>> begin

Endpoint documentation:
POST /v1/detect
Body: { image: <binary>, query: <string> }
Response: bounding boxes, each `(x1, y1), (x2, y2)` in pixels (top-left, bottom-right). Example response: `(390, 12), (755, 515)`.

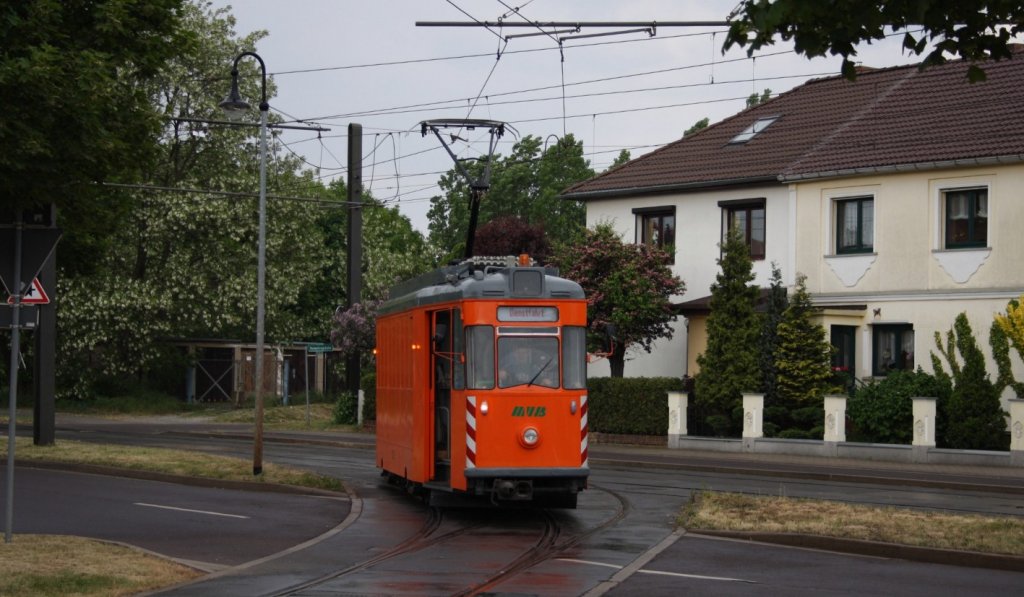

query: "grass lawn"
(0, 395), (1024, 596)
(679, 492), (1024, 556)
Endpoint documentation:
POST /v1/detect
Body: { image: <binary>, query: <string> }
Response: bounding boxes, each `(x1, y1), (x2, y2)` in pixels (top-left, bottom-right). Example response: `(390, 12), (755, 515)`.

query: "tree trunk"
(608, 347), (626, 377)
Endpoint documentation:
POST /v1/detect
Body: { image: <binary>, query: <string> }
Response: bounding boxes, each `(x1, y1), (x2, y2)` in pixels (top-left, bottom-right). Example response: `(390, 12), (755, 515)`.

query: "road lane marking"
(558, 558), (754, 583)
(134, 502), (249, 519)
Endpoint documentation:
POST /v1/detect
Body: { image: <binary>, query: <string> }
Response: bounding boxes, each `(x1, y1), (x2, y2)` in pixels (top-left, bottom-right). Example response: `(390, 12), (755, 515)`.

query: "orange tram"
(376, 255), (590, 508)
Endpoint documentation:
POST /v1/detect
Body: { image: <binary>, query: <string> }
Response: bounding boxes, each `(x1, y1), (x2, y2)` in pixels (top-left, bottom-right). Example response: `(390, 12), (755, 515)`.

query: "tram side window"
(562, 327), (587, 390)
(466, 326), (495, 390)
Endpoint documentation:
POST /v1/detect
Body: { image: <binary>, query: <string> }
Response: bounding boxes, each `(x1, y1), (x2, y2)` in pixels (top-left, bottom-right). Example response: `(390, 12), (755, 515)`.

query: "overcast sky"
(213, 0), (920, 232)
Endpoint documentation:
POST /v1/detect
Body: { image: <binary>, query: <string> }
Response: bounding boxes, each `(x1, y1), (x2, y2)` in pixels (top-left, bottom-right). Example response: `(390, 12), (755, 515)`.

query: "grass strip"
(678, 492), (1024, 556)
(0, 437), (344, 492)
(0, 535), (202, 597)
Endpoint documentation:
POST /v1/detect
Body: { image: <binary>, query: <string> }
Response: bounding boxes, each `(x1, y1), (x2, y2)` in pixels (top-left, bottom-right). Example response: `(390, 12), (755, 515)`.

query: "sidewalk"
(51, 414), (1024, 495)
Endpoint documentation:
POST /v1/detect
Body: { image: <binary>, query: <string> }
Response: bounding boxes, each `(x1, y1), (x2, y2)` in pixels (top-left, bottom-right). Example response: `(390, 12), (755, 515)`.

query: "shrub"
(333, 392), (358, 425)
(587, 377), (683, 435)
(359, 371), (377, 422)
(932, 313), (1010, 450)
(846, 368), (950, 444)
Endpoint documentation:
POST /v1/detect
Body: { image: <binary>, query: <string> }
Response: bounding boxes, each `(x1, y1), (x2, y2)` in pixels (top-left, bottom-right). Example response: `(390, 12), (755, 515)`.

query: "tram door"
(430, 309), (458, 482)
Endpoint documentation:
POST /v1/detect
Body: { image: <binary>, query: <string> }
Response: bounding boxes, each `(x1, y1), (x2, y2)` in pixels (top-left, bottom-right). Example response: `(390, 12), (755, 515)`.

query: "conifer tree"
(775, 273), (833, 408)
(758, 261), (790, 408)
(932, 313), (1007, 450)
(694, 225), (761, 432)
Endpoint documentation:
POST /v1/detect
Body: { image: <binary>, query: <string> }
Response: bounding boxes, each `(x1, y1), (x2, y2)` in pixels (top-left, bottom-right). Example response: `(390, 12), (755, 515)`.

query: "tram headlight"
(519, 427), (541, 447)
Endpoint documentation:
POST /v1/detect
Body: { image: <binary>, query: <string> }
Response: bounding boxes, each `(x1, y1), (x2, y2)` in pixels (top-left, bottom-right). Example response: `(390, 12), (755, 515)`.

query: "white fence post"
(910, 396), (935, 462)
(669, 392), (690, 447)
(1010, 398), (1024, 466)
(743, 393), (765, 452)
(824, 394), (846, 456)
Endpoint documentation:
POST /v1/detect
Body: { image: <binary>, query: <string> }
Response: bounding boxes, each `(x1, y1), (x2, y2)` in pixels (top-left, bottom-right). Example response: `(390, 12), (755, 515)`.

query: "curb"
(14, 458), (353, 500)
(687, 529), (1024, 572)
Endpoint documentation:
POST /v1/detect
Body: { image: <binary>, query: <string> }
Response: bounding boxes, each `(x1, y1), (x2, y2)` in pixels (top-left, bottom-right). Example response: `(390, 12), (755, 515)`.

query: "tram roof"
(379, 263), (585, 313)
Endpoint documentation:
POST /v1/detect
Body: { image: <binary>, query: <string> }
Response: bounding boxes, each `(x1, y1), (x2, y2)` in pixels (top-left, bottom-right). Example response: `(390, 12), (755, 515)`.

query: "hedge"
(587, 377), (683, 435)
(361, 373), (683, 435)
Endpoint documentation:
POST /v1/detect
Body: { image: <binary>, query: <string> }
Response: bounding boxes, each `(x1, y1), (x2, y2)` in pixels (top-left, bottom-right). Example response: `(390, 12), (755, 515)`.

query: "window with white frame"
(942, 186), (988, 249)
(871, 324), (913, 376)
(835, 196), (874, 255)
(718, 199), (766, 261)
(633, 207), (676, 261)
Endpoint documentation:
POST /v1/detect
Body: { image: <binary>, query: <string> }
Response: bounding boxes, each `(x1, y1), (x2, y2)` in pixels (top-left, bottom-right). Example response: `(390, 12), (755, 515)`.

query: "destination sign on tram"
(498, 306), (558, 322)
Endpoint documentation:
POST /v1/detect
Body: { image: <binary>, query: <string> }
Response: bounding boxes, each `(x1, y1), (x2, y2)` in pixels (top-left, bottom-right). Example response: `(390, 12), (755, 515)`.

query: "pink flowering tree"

>> end

Extract each line of the records that contains the string "white", treating uppercase and lowercase as distinct.

query: "white fence post"
query: "window with white frame"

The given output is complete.